Given task -
Could you copy the data below word for word, every line, leaving out the pictures?

Input data -
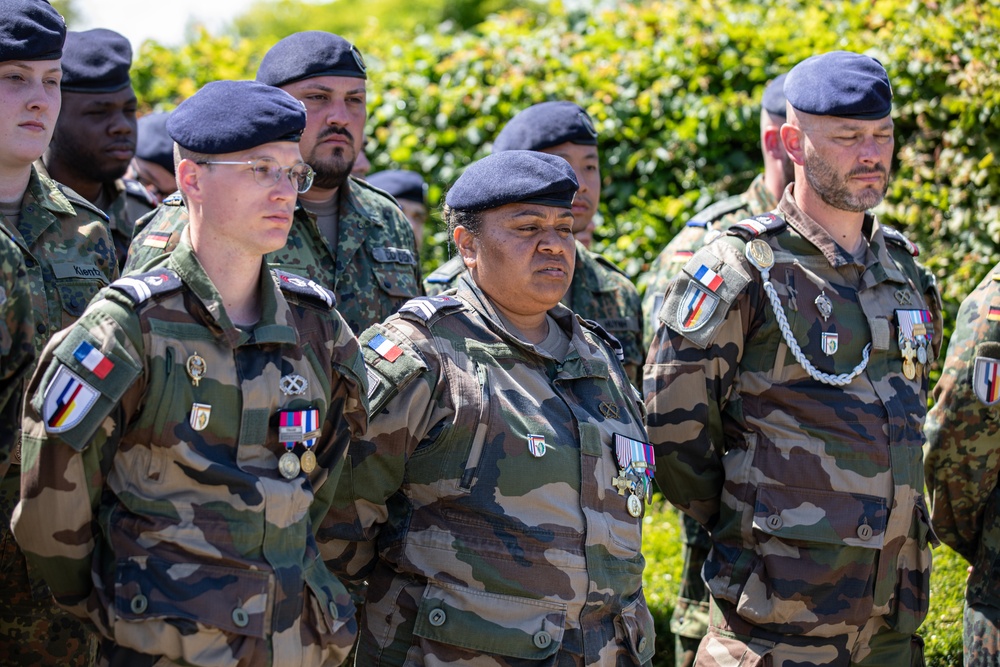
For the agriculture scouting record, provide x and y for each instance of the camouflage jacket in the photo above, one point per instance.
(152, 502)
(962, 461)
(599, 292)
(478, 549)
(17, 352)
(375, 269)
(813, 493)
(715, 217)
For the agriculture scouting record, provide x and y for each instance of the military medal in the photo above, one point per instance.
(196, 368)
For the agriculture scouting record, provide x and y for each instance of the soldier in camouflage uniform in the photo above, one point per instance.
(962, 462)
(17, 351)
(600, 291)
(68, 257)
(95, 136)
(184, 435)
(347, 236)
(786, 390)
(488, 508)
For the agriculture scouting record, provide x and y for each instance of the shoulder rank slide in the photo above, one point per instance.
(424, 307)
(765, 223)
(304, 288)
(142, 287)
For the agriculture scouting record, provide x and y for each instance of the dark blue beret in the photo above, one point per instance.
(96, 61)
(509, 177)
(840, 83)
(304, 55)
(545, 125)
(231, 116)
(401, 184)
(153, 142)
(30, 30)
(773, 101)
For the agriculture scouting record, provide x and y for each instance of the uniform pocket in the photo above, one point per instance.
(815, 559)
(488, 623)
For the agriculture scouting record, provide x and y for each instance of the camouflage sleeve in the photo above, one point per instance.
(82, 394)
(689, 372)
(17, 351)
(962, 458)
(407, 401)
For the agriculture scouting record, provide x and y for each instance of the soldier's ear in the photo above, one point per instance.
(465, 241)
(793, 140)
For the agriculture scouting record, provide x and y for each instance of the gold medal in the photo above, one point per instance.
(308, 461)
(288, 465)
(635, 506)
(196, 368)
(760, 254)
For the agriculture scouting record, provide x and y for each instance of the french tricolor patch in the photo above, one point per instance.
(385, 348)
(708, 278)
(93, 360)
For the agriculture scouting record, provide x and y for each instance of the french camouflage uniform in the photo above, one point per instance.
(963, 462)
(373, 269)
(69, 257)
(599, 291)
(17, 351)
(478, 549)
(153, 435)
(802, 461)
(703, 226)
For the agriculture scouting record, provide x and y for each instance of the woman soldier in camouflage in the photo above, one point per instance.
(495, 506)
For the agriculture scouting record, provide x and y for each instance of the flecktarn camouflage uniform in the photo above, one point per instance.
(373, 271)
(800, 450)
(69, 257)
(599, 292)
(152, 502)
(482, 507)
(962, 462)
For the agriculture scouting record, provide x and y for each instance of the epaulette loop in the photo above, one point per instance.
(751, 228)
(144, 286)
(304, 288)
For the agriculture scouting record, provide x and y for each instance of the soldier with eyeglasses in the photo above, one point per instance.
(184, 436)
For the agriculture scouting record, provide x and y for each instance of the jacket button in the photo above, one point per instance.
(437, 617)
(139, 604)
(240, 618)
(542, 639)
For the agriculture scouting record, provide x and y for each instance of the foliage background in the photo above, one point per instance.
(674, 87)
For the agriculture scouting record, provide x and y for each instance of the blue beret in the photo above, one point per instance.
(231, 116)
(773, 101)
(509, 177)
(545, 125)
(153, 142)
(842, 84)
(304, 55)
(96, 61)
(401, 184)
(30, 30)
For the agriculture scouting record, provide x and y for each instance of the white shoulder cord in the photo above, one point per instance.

Response below -
For the agriculture scouting record, provide x and y for each instance of the camouflage jacket in the photo above, one point per instance.
(152, 502)
(962, 461)
(599, 292)
(478, 549)
(17, 352)
(375, 269)
(813, 493)
(715, 217)
For the agriculture scouting record, provide x and y for each instance of the military medal in the photo above, one point per instance.
(196, 368)
For the agriculture scouting record, provide x and y for each instance of the soldier in camouflage uniform in the photo above, one point per instance.
(962, 462)
(17, 351)
(600, 291)
(68, 257)
(95, 136)
(184, 435)
(347, 236)
(786, 390)
(488, 508)
For the agriculture scouting record, provide x and y for each instance of the shoulder rank slide in the photo above, one point per instance.
(424, 307)
(765, 223)
(304, 288)
(142, 287)
For the agriculture scouting record, provide x and y for each instance of the dark blue beret in the photo above, one point per instance.
(96, 61)
(509, 177)
(840, 83)
(304, 55)
(545, 125)
(231, 116)
(401, 184)
(153, 142)
(30, 30)
(773, 101)
For the agriculture scouting record, provide x and y for each instance of the uniform pocket in the photo above, one point per instance.
(815, 559)
(488, 623)
For the agriculture scouting record, provide x and y for each instance of the camouflage sleeve in the photo above, one point per instance.
(82, 394)
(689, 372)
(17, 351)
(962, 458)
(407, 401)
For the agriculture scouting record, provide x and y for each instance of the soldier's ear in the photo above, one point per instance.
(465, 241)
(793, 140)
For the agriculture scouting record, provide x and y for each instance of the gold medal in the photo above, one point per instance.
(308, 461)
(288, 465)
(635, 506)
(196, 368)
(760, 254)
For the agriculture scouting record, provide x and y for each instance of the french tricolor patch in the photo above, one point per instance.
(385, 348)
(708, 278)
(93, 360)
For the agriculture scouting record, provide x and y for each instance of the french camouflage uniform in the photo above, one point per instance.
(963, 462)
(373, 269)
(69, 257)
(599, 291)
(17, 351)
(478, 549)
(153, 435)
(802, 461)
(703, 226)
For the agriculture scouting record, provide x and y for each instance of the woman soldier in camouflage in the photo above, one point per instance.
(495, 506)
For the agriculture scouting record, provide x and y for each instance of the flecktarn camouflage uniform in the photo above, one point per instance.
(373, 271)
(800, 450)
(69, 257)
(599, 292)
(152, 502)
(482, 507)
(962, 462)
For the agriculture scouting record, provide x and y for each instance of the epaulette loop in the photo above, one point per instance.
(751, 228)
(144, 286)
(304, 288)
For the agriculture scouting record, provide x and y for each instance of the soldier with eyeglasses in the photo above, one point per instance.
(184, 436)
For the agriculture scouting record, provide x and y for each instance of the jacket button in the photo above, one point per instance.
(437, 617)
(139, 604)
(240, 618)
(542, 639)
For the agriculture scouting record, provide x and y for each instance of the foliage background in the photo above, one point per instance.
(674, 87)
For the agriculture scouting record, provide x and y for each instance of the blue beret in the photo above, one point per instance.
(231, 116)
(773, 101)
(509, 177)
(545, 125)
(153, 142)
(842, 84)
(304, 55)
(96, 61)
(401, 184)
(30, 30)
For the agriculture scouting record, provide x and y for each instance of the white shoulder cord in the photo above, one point per instance.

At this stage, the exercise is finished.